Could you rewrite all of the listing below as a numbered list, skipping any blank lines and leaving out the pictures?

= = = =

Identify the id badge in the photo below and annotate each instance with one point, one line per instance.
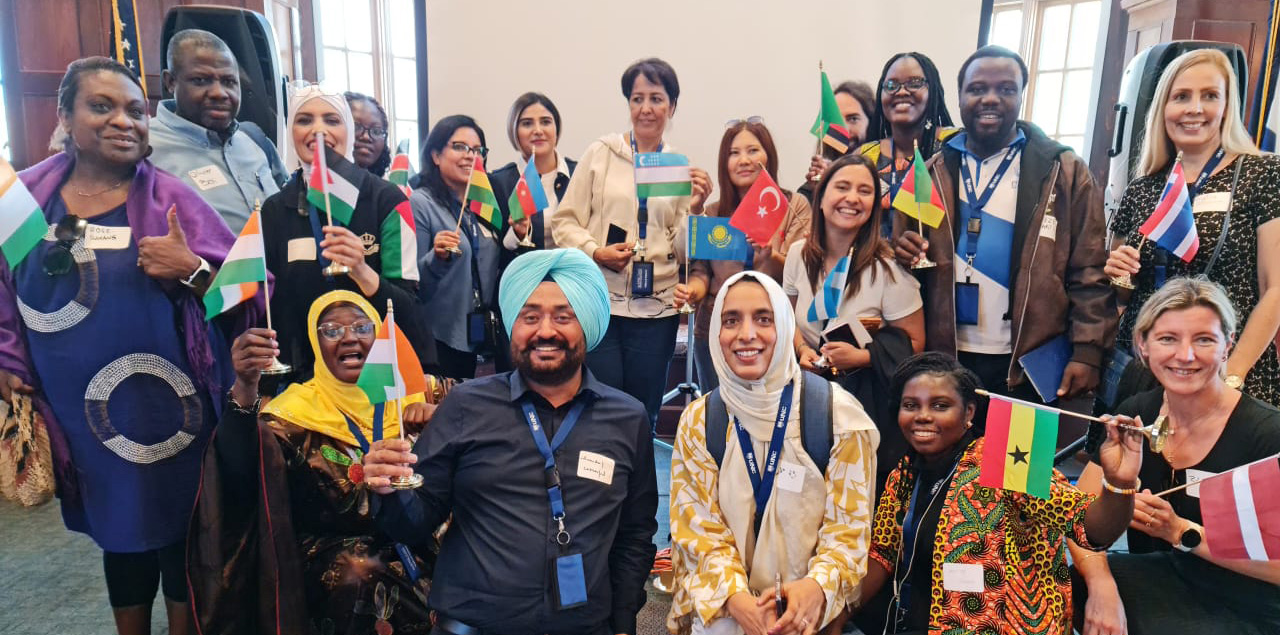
(570, 581)
(967, 302)
(641, 278)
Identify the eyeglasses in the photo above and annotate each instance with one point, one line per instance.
(912, 85)
(462, 149)
(333, 332)
(59, 259)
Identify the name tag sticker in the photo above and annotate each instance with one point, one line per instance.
(963, 578)
(97, 237)
(597, 467)
(208, 177)
(302, 249)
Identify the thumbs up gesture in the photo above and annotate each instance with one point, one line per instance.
(168, 256)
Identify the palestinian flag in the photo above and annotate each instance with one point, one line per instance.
(238, 277)
(332, 188)
(1020, 443)
(22, 223)
(392, 371)
(917, 197)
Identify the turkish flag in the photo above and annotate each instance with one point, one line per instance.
(762, 210)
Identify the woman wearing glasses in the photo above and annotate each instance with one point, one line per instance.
(746, 149)
(103, 325)
(457, 251)
(638, 246)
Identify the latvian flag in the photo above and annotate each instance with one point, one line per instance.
(1171, 225)
(245, 266)
(1242, 511)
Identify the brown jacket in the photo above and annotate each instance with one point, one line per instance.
(1059, 286)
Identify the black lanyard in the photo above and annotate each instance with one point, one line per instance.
(762, 479)
(554, 496)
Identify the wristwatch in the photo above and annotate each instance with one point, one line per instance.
(1192, 537)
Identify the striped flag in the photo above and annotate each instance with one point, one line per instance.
(662, 174)
(1173, 225)
(827, 300)
(333, 184)
(392, 371)
(1019, 448)
(238, 277)
(1242, 511)
(22, 223)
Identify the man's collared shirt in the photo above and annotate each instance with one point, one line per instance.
(479, 462)
(231, 176)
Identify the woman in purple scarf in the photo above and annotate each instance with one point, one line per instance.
(103, 324)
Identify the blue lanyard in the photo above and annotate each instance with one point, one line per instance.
(762, 484)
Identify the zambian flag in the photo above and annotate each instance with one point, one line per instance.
(22, 223)
(1019, 448)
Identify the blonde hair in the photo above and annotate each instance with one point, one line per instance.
(1157, 150)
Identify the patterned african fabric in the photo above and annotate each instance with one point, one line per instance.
(1016, 538)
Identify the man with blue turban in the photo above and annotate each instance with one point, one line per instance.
(548, 474)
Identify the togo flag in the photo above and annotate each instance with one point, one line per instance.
(392, 371)
(22, 223)
(662, 174)
(245, 266)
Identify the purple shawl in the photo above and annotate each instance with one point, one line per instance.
(151, 193)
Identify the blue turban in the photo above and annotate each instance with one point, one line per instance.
(576, 274)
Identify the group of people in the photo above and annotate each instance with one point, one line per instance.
(822, 479)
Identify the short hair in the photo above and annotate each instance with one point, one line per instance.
(1157, 149)
(519, 106)
(992, 51)
(656, 71)
(1182, 293)
(200, 40)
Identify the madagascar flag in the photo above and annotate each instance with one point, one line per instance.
(1019, 448)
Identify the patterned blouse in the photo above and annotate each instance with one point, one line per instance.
(1016, 538)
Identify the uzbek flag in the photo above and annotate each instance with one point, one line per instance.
(22, 223)
(917, 197)
(1020, 443)
(333, 184)
(238, 277)
(480, 199)
(662, 174)
(392, 371)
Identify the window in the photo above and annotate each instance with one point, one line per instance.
(369, 46)
(1059, 41)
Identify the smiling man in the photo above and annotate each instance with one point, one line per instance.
(1020, 250)
(195, 136)
(548, 474)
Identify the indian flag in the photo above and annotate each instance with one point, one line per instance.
(245, 266)
(22, 223)
(333, 190)
(392, 371)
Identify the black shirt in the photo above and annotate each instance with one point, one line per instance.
(480, 464)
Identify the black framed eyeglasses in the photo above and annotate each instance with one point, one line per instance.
(59, 259)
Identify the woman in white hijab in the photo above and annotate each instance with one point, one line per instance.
(814, 528)
(376, 243)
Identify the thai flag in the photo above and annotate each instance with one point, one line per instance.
(1171, 225)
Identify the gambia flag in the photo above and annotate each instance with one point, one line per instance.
(662, 174)
(1020, 443)
(332, 188)
(238, 277)
(22, 223)
(392, 371)
(917, 197)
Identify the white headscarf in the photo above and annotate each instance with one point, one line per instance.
(301, 96)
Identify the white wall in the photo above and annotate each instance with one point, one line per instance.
(735, 58)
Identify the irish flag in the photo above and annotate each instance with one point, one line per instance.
(245, 266)
(391, 370)
(333, 184)
(1019, 451)
(22, 223)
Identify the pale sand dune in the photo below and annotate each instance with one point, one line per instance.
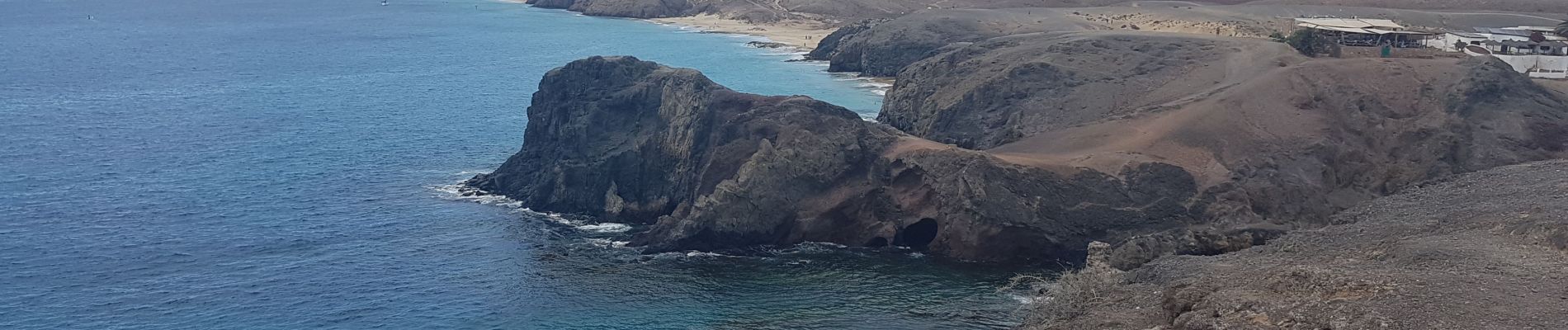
(796, 33)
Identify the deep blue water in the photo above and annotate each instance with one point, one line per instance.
(282, 165)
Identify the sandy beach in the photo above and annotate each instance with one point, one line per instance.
(797, 33)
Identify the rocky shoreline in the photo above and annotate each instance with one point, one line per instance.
(1024, 134)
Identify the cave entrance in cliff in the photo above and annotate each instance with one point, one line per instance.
(919, 233)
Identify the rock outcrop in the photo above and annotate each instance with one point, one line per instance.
(709, 167)
(632, 141)
(883, 47)
(1273, 141)
(1003, 90)
(1481, 251)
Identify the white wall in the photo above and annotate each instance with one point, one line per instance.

= = = =

### Written answer
1. Identify the id badge in the photo below and annotate each instance with one point, one line per instance.
2. (570, 581)
3. (967, 302)
4. (641, 278)
5. Identify the eyeglasses in the photo above and annotate each instance with one point, one line per instance.
6. (912, 85)
7. (462, 149)
8. (333, 332)
9. (59, 259)
10. Identify the name tag sticker in the photo above and annotate each instance with one point, one line per instance.
11. (963, 578)
12. (97, 237)
13. (597, 467)
14. (208, 177)
15. (302, 249)
16. Identify the thumbs up gesture in the photo above and annotate each instance with one point, one line per instance.
17. (168, 256)
18. Identify the palestinian flag in the photo above and annotate each instance with one point, one line per instance.
19. (238, 277)
20. (332, 188)
21. (1020, 443)
22. (22, 223)
23. (392, 371)
24. (917, 197)
25. Identify the turkish flag in the photo above and annotate each instance with one point, one line per instance.
26. (762, 210)
27. Identify the woman wearing glasses in the photo above and annotate each instance with one point, one line per instance.
28. (746, 149)
29. (103, 325)
30. (457, 251)
31. (638, 246)
32. Identify the latvian flag in the photo above and annotate each instance with one point, one line per instance.
33. (1171, 225)
34. (245, 266)
35. (1242, 511)
36. Identify the brown jacket in the photo above and annotate each instance with one point, one line per instance.
37. (1059, 286)
38. Identify the black lanyard in the photo above and annotate each instance with one point, one line per instance.
39. (762, 479)
40. (554, 496)
41. Identify the wristwatch in the photo above and annotate each instance with one point, one line per instance.
42. (1192, 537)
43. Identify the striped flag in the photo above and annotate each instance with one point, one line per instance.
44. (662, 174)
45. (1173, 225)
46. (827, 300)
47. (333, 184)
48. (392, 371)
49. (1019, 448)
50. (238, 277)
51. (1242, 511)
52. (22, 223)
53. Identify the man's collared shirt in the photo above and annotate each instance with one point, one line per instance.
54. (479, 462)
55. (231, 176)
56. Identify the woman in purple scarf in the photo above and annotate each instance with one point, one line per instance.
57. (103, 324)
58. Identify the blue lanyard in the photo above and annotate each instance with one point, one line per instance.
59. (762, 484)
60. Identify the zambian flag in the photo above and annotate each instance with one point, one line per instance.
61. (22, 223)
62. (1019, 448)
63. Identify the blonde hair in the photo above and annotate each instance with one point, one line per instance.
64. (1157, 150)
65. Identify the patterned african fabric in the photo above and annotate each instance with one point, one line per instance.
66. (1016, 538)
67. Identify the man with blue turban in the photo above and annotate each instance with one point, one line per instance.
68. (548, 474)
69. Identify the togo flag in the photo above and annotate each instance with one point, one line per instance.
70. (392, 371)
71. (22, 223)
72. (662, 174)
73. (245, 266)
74. Identify the purple shawl in the photo above and annotate each instance with one point, one line per instance.
75. (151, 193)
76. Identify the blue turban in the photo above and annotate each instance with one point, one line per instance.
77. (576, 274)
78. Identify the group of people in the photo above and annotate each instance with one point, one line per instance.
79. (822, 479)
80. Identify the short hair in the photo above and annotate each instance with one point, one line per instance.
81. (1157, 149)
82. (519, 106)
83. (992, 51)
84. (656, 71)
85. (1182, 293)
86. (200, 40)
87. Identify the madagascar flag in the photo above and annotate each instance with one point, one line per instance.
88. (1019, 448)
89. Identify the patterned blouse in the photo above and annotate each instance with one point, one line per instance.
90. (1016, 538)
91. Identify the uzbek flag in the photo above and annotate each instance with one point, one line per instance.
92. (22, 223)
93. (917, 197)
94. (1020, 443)
95. (333, 184)
96. (238, 277)
97. (480, 199)
98. (662, 174)
99. (392, 371)
100. Identify the window in the photo above and annotate each instance with one point, one line per instance.
101. (369, 46)
102. (1059, 41)
103. Identify the smiling man in the photo above and annotate each instance with one point, one line per instance.
104. (1020, 250)
105. (195, 136)
106. (548, 474)
107. Identify the indian flag in the photo above and annotate each instance with one point, one line per instance.
108. (245, 266)
109. (22, 223)
110. (333, 190)
111. (392, 371)
112. Identify the black shirt in the photo above and annotate each instance with one point, one line per instance.
113. (480, 464)
114. Identify the black framed eyeglasses in the photo above and annotate each instance with one point, one line per instance.
115. (59, 259)
116. Identify the woman in white hijab in the photo above and annotate each instance with one point, one line per instance.
117. (814, 528)
118. (376, 243)
119. Identify the thai flag in the photo above and annotate each instance with one point, one line per instance.
120. (1171, 225)
121. Identify the gambia flag in the photo above and annotate each instance with one point, one line per instance.
122. (662, 174)
123. (1020, 443)
124. (332, 188)
125. (238, 277)
126. (22, 223)
127. (392, 371)
128. (917, 197)
129. Identify the white headscarf in the photo above and annotate each instance with one point, one line per instance.
130. (301, 96)
131. Identify the white wall in the photo above and annotate each instance with one point, one line per instance.
132. (735, 58)
133. Identify the irish flag in the photo above and annotate each instance with one point, one line per instance.
134. (245, 266)
135. (391, 370)
136. (333, 184)
137. (1019, 451)
138. (22, 223)
139. Identify the pale sand dune in the photo below and annotate each instance with one point, one line per instance.
140. (796, 33)
141. Identify the deep blue water in the photo above and annotate each instance with one point, one line per instance.
142. (282, 165)
143. Identify the sandy beach in the photo above and annotate each instance with one point, one line per instance.
144. (797, 33)
145. Identify the rocky shoreline in the photo above and annotate each instance with one point, one line per instance.
146. (1024, 134)
147. Identify the cave entrance in cliff in the photo above and annotate each instance with one point, one line per instance.
148. (919, 233)
149. Identify the rock outcrop in the photo above and annotate each instance with one point, one line per instance.
150. (709, 167)
151. (632, 141)
152. (883, 47)
153. (1273, 141)
154. (1003, 90)
155. (1481, 251)
156. Identify the white wall in the photo above and annotate each instance with one point, one line per instance.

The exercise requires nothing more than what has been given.